Please repeat only the stretch of records running from the first line through the line that contains "result: one JSON".

* _Given information_:
* * * * * * *

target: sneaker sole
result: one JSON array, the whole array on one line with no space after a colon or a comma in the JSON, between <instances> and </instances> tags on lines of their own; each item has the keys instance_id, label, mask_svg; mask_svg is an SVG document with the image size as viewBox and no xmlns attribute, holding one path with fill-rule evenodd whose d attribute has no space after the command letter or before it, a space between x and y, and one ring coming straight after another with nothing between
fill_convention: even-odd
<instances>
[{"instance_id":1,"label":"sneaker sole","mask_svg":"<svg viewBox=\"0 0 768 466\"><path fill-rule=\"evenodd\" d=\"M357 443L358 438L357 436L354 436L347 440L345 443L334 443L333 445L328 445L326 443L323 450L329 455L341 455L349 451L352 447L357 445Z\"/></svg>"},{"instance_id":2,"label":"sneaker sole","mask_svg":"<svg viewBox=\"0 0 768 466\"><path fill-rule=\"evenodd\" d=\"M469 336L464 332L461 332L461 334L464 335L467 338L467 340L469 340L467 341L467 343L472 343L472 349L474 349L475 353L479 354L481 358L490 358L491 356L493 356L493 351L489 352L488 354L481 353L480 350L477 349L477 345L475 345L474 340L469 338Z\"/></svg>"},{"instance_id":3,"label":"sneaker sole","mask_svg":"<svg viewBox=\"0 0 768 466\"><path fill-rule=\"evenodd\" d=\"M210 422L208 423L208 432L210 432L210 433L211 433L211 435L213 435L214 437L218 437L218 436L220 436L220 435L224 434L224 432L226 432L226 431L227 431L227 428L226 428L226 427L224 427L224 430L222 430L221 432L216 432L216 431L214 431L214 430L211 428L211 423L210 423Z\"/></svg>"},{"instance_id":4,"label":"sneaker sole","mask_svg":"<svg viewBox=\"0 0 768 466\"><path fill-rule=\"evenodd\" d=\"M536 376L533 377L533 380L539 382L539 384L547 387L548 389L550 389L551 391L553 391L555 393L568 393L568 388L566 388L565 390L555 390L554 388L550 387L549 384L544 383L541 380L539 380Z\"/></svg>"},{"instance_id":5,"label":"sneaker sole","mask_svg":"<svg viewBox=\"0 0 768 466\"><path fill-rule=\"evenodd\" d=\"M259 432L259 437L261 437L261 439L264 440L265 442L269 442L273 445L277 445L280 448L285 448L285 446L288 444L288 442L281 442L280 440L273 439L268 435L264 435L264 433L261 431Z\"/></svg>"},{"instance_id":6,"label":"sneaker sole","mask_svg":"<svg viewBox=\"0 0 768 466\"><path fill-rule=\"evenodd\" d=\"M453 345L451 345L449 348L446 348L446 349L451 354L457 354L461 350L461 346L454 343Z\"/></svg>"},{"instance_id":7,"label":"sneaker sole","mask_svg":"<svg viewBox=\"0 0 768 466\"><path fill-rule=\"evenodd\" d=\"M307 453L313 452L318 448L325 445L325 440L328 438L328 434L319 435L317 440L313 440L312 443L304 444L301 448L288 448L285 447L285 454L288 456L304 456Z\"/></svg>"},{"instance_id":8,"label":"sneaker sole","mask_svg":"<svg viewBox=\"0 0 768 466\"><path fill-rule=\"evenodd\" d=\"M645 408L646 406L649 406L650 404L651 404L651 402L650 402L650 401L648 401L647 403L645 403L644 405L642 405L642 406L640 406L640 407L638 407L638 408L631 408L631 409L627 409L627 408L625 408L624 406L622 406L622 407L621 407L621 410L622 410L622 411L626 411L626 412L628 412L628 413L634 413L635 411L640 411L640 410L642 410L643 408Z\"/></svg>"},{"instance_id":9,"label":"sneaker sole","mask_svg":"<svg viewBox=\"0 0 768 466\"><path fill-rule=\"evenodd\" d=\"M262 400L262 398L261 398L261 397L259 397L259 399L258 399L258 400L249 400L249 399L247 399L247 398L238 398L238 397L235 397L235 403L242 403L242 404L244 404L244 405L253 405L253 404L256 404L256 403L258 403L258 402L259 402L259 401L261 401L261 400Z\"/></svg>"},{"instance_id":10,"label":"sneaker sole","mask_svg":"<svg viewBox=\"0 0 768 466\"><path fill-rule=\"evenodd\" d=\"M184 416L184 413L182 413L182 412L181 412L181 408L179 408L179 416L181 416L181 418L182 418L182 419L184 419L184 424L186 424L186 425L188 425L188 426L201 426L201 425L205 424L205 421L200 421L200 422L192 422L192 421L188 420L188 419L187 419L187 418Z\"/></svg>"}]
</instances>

* * * * * * *

* _Written solution_:
target: sneaker sole
result: one JSON array, the whole array on one line with no space after a colon or a comma in the JSON, between <instances> and </instances> tags on lines of their own; each item has the keys instance_id, label, mask_svg; mask_svg is an SVG document with the image size as viewBox and no xmlns attribute, holding one path with fill-rule evenodd whose d attribute has no space after the command letter or before it, a space between x and y, and one ring coming straight after another with nothing between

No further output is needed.